-------- SOURCE DATA --------
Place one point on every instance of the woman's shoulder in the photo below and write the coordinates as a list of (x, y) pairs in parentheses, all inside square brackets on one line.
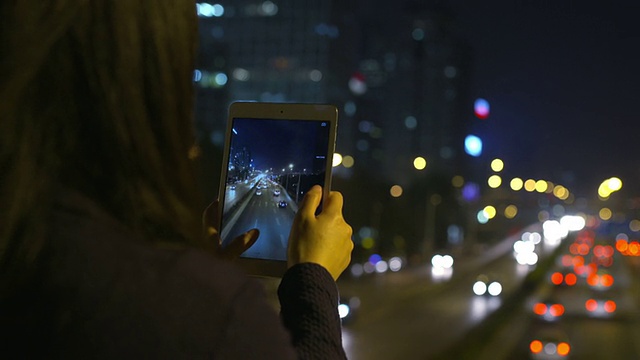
[(117, 291)]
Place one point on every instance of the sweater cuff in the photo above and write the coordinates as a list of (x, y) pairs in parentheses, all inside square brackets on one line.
[(308, 278)]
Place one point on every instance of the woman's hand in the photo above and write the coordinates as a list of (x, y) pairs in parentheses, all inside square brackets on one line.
[(324, 239), (237, 246)]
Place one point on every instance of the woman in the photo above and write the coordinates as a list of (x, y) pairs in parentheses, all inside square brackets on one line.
[(101, 251)]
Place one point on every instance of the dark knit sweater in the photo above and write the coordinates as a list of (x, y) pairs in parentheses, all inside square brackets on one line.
[(105, 294)]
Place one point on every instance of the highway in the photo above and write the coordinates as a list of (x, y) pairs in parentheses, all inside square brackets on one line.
[(412, 314)]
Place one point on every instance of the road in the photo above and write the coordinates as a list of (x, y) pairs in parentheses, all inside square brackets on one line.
[(257, 206), (413, 315)]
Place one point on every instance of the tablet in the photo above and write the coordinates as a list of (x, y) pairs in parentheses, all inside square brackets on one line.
[(273, 154)]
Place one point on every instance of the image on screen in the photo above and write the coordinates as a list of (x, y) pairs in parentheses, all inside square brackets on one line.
[(272, 163)]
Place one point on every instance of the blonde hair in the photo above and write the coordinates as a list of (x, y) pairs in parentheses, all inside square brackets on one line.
[(96, 96)]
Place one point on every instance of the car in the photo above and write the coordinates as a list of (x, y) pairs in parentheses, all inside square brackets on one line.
[(485, 285), (564, 278), (550, 344), (600, 307)]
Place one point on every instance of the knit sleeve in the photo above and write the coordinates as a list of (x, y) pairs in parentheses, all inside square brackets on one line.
[(309, 309)]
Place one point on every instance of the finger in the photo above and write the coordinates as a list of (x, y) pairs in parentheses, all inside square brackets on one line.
[(239, 244), (311, 201)]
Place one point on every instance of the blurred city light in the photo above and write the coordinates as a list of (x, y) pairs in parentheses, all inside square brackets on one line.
[(348, 161), (396, 191), (473, 145), (510, 211), (516, 184), (209, 10), (573, 222), (419, 163), (457, 181), (609, 186), (530, 185), (605, 213), (494, 181), (442, 261), (337, 159), (497, 165), (481, 108)]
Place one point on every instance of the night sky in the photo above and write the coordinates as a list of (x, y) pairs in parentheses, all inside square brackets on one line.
[(276, 144), (563, 83)]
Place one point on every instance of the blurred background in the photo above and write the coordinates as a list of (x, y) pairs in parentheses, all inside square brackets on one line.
[(487, 153)]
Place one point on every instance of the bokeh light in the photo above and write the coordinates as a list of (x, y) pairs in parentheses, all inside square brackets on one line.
[(419, 163), (497, 165), (396, 191)]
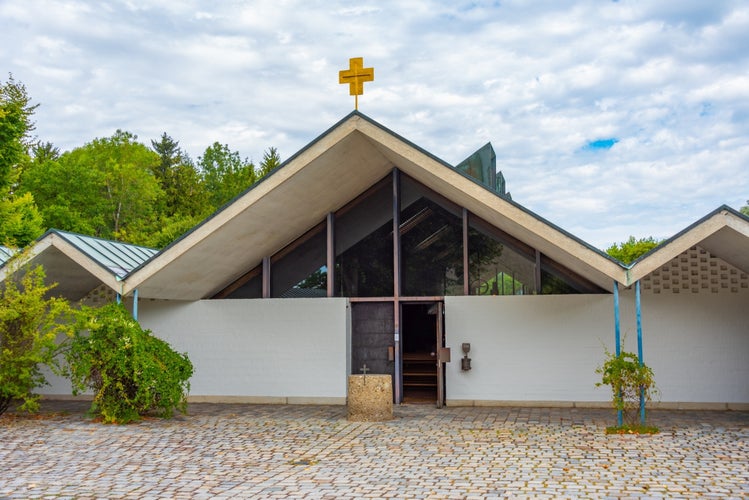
--------
# [EXERCISE DIRECTIONS]
From the line containing "Place one point on every instance of the night" down to the end of the listing above, every line is to be returned exactly, though the pictures are not.

# [SOLUTION FOR THIS PROBLEM]
Place one point on every instance of the night sky in the photo above and write the coordinates as a list of (x, y) pairs in parentheses, all inside square brackets on one line.
[(276, 144), (563, 83)]
Place one point on every instance of the blurred background in the photo above and write the coordinates as a list of (x, y) pairs in parentheses, all inside square brackets on one line.
[(487, 153)]
Place one point on every instance of the bokeh light in the photo above and write the coordinates as a list of (x, y) pairs in parentheses, all inside square brackets on one line.
[(419, 163), (497, 165), (396, 191)]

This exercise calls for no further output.